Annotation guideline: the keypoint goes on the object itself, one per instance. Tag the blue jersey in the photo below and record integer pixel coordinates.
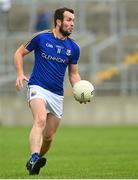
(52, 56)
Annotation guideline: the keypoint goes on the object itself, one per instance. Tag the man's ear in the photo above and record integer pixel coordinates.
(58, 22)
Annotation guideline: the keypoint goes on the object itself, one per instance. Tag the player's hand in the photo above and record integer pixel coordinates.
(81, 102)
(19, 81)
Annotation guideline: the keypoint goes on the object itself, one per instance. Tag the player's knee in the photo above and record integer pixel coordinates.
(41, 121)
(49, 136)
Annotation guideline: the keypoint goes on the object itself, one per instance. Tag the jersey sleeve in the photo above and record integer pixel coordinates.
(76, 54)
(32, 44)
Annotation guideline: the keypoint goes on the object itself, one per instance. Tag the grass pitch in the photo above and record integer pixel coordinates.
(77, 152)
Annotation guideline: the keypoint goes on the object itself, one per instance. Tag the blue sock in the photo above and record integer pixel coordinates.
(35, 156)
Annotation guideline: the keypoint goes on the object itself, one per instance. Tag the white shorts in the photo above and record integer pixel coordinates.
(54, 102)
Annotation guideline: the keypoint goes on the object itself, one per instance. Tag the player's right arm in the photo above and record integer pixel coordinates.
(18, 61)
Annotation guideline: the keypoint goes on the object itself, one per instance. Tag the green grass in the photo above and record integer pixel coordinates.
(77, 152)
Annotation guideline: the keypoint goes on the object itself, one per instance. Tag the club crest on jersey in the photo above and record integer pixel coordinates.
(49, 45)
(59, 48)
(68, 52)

·····

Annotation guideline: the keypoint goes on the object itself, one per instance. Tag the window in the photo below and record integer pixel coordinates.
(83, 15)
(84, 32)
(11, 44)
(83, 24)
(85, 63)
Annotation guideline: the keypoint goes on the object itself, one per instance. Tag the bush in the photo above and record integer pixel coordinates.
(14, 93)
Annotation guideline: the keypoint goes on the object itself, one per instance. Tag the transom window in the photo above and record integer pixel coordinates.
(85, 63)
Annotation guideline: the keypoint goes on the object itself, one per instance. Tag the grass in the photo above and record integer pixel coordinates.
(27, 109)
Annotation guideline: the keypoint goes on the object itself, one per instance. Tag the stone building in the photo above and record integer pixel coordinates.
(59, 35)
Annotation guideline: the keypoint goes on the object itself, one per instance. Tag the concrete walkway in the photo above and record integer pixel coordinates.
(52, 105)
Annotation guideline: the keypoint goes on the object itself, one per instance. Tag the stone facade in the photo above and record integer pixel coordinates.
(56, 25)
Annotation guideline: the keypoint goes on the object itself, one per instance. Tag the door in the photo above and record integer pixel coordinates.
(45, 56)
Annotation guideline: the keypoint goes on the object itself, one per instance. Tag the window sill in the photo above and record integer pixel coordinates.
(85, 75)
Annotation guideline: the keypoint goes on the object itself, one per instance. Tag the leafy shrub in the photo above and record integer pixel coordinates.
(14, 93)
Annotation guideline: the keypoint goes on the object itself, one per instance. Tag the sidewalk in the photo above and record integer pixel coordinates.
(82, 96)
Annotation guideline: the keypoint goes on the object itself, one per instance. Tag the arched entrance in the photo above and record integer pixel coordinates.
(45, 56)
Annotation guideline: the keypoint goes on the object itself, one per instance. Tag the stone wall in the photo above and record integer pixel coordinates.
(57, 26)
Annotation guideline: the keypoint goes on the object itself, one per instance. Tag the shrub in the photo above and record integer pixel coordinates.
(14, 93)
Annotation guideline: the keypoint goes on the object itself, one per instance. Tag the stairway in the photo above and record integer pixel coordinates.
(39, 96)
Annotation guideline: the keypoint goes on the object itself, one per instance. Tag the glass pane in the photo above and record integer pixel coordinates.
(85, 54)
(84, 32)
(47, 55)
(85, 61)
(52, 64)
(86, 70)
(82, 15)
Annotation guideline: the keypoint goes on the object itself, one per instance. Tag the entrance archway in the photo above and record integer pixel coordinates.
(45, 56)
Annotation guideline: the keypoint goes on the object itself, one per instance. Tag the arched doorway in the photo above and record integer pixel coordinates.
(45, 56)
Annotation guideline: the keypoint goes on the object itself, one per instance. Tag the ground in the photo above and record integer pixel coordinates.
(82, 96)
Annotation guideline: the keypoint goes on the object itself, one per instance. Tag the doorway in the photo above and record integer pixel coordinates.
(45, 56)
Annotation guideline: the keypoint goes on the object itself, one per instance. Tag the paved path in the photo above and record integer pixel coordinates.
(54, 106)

·····

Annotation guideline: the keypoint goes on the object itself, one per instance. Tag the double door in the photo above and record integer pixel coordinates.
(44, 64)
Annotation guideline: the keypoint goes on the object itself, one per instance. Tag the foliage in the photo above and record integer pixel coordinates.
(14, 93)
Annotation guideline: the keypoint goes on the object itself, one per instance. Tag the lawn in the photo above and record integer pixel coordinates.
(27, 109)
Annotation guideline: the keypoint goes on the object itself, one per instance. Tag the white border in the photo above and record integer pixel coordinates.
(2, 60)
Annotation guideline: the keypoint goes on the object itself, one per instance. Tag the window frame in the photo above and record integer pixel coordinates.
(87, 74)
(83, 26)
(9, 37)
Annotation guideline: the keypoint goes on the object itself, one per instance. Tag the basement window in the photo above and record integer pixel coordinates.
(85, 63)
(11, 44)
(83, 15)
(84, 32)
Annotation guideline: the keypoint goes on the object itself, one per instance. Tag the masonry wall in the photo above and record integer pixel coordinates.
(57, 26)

·····

> **THE REQUEST**
Pull out every line of the material above that contains the string "entrance". Case counts, so a line matches only when the capitalization is identical.

> **EXERCISE RESPONSE**
Annotation guideline: the keypoint goes on the object itself, one per instance. Tag the arched entrance in the photo above and record integer pixel coordinates.
Annotation guideline: the keypoint goes on the object itself, one per instance. Tag the entrance archway in the photo above and record integer pixel coordinates.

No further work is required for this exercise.